Stated task 1:
Please print the section of the passage on Geoffrey of Anjou starting with "Thanks to some" and going on through "through his father.", keeping every word and mark unchanged.

Supplied passage:

╭──

Geoffrey V of Anjou was born on August 24th, 1113. He was the eldest son of Foulques V d’Anjou and Eremburga de La Flèche, daughter of Elias I, Count of Maine. Geoffrey was the heir to several important titles and properties that took up a good chunk of southern France. And it did not hurt that he grew into a good-looking, strapping young lad as well. He was often called Geoffrey le Bel for his good looks, or Geoffrey Plantagenet, for the yellow sprig of broom blossom (genêt) that he habitually wore in his hats.

Thanks to some good publicity, King Henry I of England heard enough good things about Geoffrey to decide he was worthy of marrying the king’s only surviving legitimate child, dowager Empress Matilda, the widow of Holy Roman Emperor Henry V. Matilda was less than thrilled to be marrying a teenager who eleven years younger than herself.They married in 1128. Matilda was 26, Geoffrey was 15. The marriage was unhappy – Matilda left him shortly after the marriage for England and had to be persuaded to return – but it produced three healthy boys which was frankly the whole point, to old King Henry I. Their eldest son, named Henry after his grandfather, would become Henry II of England through his mother as well as Count of Anjou through his father.

╰──

Source data:
╭──

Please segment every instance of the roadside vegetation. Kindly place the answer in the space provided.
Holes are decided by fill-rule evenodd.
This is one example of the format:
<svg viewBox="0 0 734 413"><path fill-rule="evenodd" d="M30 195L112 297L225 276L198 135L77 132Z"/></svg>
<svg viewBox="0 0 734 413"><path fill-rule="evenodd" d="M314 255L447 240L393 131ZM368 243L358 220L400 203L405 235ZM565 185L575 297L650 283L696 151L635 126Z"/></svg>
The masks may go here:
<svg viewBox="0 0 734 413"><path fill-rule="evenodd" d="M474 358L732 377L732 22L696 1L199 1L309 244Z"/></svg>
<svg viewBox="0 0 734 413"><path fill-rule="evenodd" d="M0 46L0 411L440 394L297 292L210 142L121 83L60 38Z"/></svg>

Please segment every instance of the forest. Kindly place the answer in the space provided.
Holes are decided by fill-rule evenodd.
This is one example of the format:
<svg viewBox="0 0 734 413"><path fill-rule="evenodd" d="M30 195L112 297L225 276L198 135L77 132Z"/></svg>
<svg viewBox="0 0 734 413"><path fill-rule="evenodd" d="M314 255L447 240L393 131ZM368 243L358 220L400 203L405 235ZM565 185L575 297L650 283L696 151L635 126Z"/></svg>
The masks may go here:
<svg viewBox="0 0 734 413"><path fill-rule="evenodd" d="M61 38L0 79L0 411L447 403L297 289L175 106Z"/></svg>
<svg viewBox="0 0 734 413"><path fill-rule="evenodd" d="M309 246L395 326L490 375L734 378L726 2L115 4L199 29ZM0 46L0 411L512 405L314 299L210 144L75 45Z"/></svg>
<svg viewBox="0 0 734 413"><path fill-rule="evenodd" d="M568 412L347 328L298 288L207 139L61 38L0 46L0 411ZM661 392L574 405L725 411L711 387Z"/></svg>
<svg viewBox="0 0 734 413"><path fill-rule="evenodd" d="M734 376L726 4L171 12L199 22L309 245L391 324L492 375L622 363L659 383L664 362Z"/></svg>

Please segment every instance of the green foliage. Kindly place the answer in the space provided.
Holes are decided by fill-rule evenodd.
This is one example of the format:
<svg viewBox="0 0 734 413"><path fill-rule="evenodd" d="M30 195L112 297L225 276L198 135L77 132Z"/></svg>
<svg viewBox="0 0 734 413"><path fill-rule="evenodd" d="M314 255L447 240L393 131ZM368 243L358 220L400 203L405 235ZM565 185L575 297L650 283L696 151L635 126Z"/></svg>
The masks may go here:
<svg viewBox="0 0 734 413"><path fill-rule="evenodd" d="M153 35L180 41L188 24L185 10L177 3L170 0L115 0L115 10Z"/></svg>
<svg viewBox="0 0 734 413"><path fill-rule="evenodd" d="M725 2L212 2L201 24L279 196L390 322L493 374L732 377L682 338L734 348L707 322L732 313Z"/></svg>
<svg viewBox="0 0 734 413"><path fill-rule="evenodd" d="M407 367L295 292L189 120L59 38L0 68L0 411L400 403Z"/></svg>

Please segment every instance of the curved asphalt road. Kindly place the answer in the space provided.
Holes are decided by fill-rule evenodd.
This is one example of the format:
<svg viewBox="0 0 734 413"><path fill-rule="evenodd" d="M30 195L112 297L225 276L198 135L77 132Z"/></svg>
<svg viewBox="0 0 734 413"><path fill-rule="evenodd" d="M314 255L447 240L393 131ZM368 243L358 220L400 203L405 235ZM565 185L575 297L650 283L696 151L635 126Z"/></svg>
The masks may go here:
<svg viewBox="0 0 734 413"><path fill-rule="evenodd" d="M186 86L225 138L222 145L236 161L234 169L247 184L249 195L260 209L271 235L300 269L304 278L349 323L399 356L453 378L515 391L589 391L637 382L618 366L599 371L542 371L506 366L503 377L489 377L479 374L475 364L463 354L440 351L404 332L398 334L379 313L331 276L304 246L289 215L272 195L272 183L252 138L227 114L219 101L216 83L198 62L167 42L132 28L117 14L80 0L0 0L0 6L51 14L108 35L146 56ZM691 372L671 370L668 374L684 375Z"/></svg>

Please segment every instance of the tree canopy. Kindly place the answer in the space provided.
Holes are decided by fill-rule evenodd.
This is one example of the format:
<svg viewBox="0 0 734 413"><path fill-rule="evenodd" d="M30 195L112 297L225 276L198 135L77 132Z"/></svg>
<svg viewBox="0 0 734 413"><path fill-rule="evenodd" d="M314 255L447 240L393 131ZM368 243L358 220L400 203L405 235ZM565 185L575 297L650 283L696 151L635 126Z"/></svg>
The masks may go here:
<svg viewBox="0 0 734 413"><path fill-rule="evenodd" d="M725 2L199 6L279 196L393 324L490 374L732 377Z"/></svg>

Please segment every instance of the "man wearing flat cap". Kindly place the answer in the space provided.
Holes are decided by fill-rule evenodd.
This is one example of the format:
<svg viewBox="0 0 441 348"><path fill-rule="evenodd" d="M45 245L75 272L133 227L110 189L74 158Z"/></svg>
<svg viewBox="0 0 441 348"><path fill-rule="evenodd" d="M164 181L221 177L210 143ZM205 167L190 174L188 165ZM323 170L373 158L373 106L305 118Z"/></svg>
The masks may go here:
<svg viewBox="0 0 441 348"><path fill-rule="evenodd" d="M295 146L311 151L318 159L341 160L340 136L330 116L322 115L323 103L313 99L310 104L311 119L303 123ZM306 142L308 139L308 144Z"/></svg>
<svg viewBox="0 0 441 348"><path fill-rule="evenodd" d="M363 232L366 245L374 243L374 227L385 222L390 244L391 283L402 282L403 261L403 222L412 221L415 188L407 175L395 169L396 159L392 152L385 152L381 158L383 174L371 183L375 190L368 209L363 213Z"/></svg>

╰──

Stated task 2:
Output the rows verbatim, starting with the first row and going on through the row with "358L732 377L732 22L696", including both of those, and nothing else.

Full output 1:
Thanks to some good publicity, King Henry I of England heard enough good things about Geoffrey to decide he was worthy of marrying the king’s only surviving legitimate child, dowager Empress Matilda, the widow of Holy Roman Emperor Henry V. Matilda was less than thrilled to be marrying a teenager who eleven years younger than herself.They married in 1128. Matilda was 26, Geoffrey was 15. The marriage was unhappy – Matilda left him shortly after the marriage for England and had to be persuaded to return – but it produced three healthy boys which was frankly the whole point, to old King Henry I. Their eldest son, named Henry after his grandfather, would become Henry II of England through his mother as well as Count of Anjou through his father.

Full output 2:
Please segment every instance of the roadside vegetation. Kindly place the answer in the space provided.
Holes are decided by fill-rule evenodd.
This is one example of the format:
<svg viewBox="0 0 734 413"><path fill-rule="evenodd" d="M30 195L112 297L225 276L198 135L77 132Z"/></svg>
<svg viewBox="0 0 734 413"><path fill-rule="evenodd" d="M314 255L447 240L393 131ZM368 243L358 220L400 203L405 235ZM565 185L575 297L650 283L696 151L635 126Z"/></svg>
The masks may go here:
<svg viewBox="0 0 734 413"><path fill-rule="evenodd" d="M474 358L732 377L732 22L696 1L199 1L309 244Z"/></svg>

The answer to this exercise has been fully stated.